:: THE PROBLEM ::
In the part that opens with the line containing "pixel 129 180." and closes with the line containing "pixel 348 259", swap "grass lawn" for "lawn area" and write those entries out again with nothing else changed.

:: MATERIAL PROVIDED ::

___

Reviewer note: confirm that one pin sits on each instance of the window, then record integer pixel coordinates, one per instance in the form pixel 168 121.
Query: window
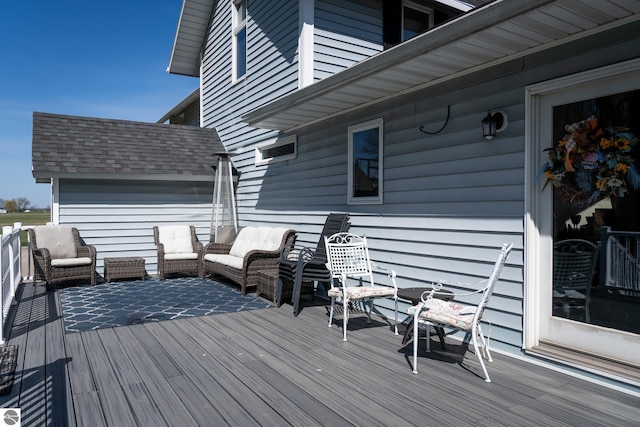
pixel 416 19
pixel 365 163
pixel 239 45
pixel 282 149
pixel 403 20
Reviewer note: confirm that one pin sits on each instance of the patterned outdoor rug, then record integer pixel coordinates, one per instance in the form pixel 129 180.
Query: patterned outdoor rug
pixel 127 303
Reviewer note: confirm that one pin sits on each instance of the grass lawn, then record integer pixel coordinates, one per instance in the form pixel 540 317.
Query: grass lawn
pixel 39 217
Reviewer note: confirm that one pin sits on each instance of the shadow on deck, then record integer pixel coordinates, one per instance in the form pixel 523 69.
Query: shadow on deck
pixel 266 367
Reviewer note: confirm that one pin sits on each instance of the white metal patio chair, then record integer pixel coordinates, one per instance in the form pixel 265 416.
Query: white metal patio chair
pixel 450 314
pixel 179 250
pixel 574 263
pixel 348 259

___

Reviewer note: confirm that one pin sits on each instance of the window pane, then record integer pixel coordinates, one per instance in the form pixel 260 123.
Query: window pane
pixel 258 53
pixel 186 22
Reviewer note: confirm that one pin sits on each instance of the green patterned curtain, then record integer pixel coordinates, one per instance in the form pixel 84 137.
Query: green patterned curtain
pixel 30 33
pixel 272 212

___

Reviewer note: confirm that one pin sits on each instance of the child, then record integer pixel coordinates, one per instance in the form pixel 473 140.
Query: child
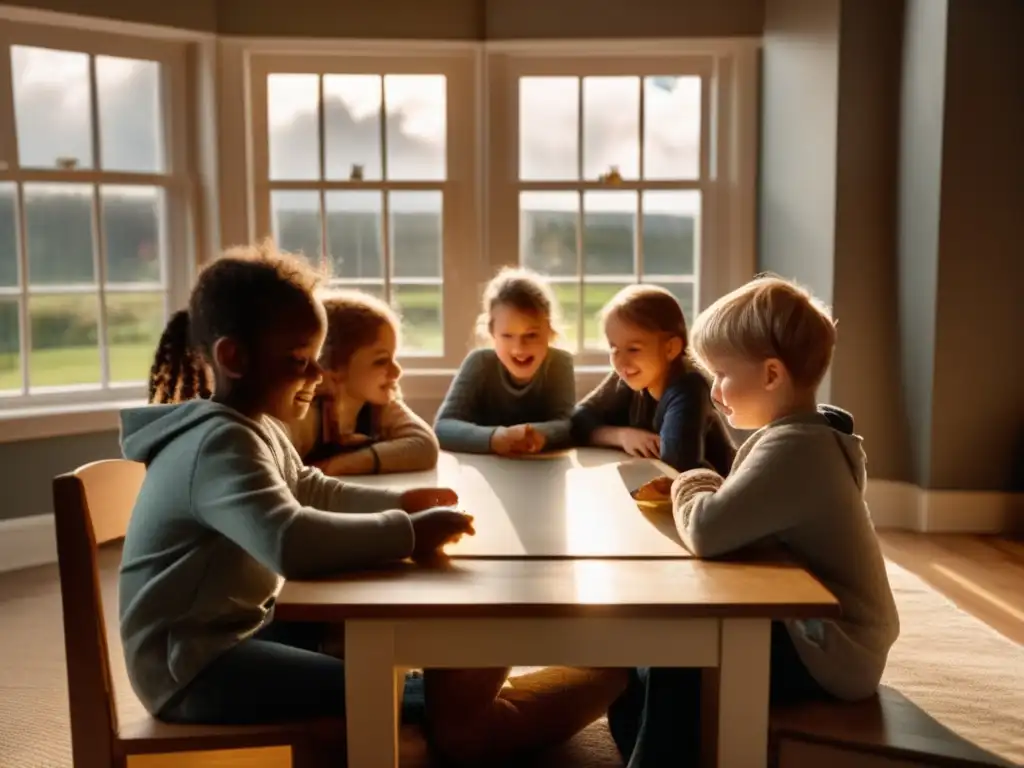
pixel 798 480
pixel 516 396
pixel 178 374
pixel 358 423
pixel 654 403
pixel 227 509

___

:: RESULT OF THIS TASK ::
Reviewer note: confirm that one pin sits on each instance of the patterned outdoor rug, then record integer pixel coordinates, one per instance in the form pixel 129 180.
Query: patterned outdoor rug
pixel 127 303
Reviewer note: confirm that one pin sits on each instance of the lawn area, then record integer pixel coordinates, one per instance in the form pixel 540 317.
Query: lawn area
pixel 39 217
Reviewer note: confirm that one pin sits on each instance of the shadow on deck, then record integer pixel coordinates, one per instance in the form pixel 523 69.
Query: shadow on deck
pixel 266 367
Reviewer note: confirm that one pin sits on each instance of the white metal patio chair, then record integer pixel coordinates, one per instance in the form pixel 265 416.
Query: white metal patio chair
pixel 450 314
pixel 179 250
pixel 574 263
pixel 348 259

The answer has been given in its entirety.